_Short exercise_
Write out the rows below without any changes, starting at the line that contains "Mark one point per instance of the blurred" and ending at the line that contains "[1147, 526]", with both of those lines included.

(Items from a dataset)

* * * * *

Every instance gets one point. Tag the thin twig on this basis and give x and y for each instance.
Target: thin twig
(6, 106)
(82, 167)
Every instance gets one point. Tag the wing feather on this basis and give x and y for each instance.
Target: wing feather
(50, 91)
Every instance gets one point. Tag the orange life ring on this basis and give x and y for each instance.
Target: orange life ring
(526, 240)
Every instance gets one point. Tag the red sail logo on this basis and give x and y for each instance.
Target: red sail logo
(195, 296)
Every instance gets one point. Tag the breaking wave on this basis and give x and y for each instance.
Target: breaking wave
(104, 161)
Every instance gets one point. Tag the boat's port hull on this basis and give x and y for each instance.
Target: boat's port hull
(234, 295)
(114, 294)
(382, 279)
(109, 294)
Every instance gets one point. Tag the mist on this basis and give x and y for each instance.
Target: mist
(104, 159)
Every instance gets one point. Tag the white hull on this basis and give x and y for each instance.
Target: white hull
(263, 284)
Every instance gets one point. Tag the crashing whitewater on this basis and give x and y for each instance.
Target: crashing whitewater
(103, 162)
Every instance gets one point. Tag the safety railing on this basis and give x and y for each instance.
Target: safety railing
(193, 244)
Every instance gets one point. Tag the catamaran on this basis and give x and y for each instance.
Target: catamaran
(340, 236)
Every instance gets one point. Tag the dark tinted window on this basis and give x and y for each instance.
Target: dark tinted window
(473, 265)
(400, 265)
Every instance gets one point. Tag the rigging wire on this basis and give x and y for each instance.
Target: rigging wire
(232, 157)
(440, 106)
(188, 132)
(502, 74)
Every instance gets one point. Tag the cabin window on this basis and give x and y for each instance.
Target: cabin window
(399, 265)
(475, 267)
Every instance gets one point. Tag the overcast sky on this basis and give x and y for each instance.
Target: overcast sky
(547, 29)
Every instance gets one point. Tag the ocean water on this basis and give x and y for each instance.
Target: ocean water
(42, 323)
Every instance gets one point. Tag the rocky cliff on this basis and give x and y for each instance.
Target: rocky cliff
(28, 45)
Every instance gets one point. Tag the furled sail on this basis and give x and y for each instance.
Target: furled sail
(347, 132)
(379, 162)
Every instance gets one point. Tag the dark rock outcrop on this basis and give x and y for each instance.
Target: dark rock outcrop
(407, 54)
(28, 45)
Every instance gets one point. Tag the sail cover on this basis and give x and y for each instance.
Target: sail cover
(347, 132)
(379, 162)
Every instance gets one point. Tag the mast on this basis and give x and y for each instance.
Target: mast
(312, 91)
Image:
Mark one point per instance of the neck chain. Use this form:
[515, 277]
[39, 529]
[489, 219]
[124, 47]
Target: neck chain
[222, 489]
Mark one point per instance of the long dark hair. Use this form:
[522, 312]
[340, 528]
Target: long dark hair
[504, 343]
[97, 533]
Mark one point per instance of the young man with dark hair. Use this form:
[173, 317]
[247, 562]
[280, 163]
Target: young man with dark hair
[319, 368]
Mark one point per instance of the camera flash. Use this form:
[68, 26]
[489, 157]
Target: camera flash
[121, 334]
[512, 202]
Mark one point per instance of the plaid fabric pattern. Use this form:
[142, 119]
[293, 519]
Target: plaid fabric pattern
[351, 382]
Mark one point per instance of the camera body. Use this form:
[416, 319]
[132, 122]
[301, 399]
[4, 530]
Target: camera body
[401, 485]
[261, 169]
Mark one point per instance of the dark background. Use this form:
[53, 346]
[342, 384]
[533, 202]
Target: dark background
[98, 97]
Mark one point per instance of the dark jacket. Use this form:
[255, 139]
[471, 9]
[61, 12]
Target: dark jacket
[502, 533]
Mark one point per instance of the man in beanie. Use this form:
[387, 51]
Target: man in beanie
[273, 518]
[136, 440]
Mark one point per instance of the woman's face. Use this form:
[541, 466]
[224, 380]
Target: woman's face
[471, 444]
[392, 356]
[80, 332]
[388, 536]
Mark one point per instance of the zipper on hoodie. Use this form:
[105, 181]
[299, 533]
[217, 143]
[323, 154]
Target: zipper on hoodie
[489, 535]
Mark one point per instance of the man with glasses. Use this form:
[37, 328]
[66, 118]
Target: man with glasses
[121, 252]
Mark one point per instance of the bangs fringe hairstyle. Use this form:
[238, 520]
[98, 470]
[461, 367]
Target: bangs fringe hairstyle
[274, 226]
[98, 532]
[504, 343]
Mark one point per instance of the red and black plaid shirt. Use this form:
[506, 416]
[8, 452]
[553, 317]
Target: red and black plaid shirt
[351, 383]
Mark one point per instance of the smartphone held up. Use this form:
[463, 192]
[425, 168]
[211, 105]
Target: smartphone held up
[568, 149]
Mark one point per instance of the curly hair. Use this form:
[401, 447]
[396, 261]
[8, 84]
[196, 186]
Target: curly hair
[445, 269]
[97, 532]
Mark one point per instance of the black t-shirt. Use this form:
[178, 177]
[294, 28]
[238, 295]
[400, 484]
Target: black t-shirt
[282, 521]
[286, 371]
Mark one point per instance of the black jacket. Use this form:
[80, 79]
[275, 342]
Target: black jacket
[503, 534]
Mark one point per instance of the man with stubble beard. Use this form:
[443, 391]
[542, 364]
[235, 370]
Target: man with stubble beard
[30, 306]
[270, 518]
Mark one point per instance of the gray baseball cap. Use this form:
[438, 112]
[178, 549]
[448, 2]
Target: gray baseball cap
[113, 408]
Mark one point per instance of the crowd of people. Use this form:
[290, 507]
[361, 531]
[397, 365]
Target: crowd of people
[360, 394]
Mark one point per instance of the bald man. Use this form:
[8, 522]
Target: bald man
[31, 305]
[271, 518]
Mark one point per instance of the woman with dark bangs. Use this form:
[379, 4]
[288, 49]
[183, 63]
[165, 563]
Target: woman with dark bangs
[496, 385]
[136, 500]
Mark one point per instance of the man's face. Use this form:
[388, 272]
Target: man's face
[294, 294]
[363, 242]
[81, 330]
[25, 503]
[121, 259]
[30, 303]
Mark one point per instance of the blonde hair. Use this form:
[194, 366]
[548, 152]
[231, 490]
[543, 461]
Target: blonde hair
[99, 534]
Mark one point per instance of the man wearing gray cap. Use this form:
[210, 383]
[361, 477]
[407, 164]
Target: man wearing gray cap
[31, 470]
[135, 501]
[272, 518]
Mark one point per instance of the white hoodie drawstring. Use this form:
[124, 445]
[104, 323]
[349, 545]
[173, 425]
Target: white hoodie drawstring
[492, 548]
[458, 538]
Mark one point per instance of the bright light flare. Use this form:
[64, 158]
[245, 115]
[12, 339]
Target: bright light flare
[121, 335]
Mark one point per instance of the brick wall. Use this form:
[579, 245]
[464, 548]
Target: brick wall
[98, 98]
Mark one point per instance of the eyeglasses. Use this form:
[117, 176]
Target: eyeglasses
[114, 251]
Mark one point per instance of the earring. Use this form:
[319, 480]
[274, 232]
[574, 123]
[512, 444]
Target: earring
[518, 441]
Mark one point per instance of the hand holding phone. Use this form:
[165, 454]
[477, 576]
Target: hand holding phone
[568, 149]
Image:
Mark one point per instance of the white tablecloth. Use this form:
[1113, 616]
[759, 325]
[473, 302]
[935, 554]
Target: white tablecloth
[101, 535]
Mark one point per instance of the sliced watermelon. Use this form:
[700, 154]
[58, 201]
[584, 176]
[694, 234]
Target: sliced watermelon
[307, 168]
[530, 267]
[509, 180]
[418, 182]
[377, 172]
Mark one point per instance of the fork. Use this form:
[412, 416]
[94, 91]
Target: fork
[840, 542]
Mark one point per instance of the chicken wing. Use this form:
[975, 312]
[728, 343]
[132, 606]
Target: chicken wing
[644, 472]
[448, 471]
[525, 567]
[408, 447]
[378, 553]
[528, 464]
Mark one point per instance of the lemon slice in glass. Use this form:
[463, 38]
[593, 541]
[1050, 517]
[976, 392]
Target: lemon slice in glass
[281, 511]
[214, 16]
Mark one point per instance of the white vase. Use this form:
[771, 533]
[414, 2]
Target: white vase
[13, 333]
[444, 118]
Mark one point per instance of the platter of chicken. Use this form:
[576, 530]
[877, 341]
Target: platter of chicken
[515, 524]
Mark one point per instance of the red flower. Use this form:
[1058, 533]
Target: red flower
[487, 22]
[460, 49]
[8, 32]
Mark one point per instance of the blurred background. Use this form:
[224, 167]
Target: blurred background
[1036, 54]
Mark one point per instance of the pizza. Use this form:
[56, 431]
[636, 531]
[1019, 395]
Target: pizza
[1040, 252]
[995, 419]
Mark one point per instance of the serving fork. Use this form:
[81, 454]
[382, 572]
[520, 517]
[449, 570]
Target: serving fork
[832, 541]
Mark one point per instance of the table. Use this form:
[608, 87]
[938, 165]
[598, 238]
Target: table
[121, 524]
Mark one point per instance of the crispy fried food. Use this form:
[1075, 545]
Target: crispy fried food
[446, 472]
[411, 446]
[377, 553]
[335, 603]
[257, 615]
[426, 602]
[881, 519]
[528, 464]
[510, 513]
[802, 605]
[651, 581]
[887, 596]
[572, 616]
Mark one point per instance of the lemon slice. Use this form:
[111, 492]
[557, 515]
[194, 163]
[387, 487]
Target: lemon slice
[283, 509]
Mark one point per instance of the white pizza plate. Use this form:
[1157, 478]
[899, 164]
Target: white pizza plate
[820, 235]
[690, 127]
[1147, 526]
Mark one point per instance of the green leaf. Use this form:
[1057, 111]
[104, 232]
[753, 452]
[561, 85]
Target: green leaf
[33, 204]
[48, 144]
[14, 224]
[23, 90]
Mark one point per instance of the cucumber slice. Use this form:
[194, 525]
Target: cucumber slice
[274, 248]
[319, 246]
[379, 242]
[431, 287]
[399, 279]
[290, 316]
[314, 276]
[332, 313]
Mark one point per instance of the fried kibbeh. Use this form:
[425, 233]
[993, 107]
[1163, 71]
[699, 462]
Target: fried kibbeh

* * * * *

_Result_
Mark one point per instance of the blurred background. Use this form:
[224, 167]
Target: blurred background
[1036, 54]
Mark one point per instance of the pizza. Use this form:
[56, 431]
[636, 531]
[1019, 395]
Target: pizza
[1040, 252]
[995, 419]
Mark one point per instance of the serving fork. Use this form:
[81, 454]
[382, 572]
[520, 517]
[449, 570]
Target: serving fork
[832, 541]
Mark one point per instance of the table. Use this form:
[608, 87]
[938, 165]
[598, 238]
Target: table
[121, 524]
Mark one point per instance of the crispy fried food. Use this form:
[1075, 545]
Target: crispy fried food
[446, 472]
[411, 446]
[377, 553]
[335, 603]
[257, 615]
[426, 602]
[881, 519]
[528, 464]
[510, 513]
[802, 605]
[651, 581]
[887, 596]
[572, 616]
Mark one point per instance of the lemon slice. Use this form:
[111, 492]
[557, 515]
[194, 163]
[387, 487]
Target: lemon slice
[283, 509]
Mark one point per instance of the white pizza plate. Use this form:
[1157, 478]
[899, 164]
Target: white pizza plate
[820, 235]
[690, 127]
[1147, 526]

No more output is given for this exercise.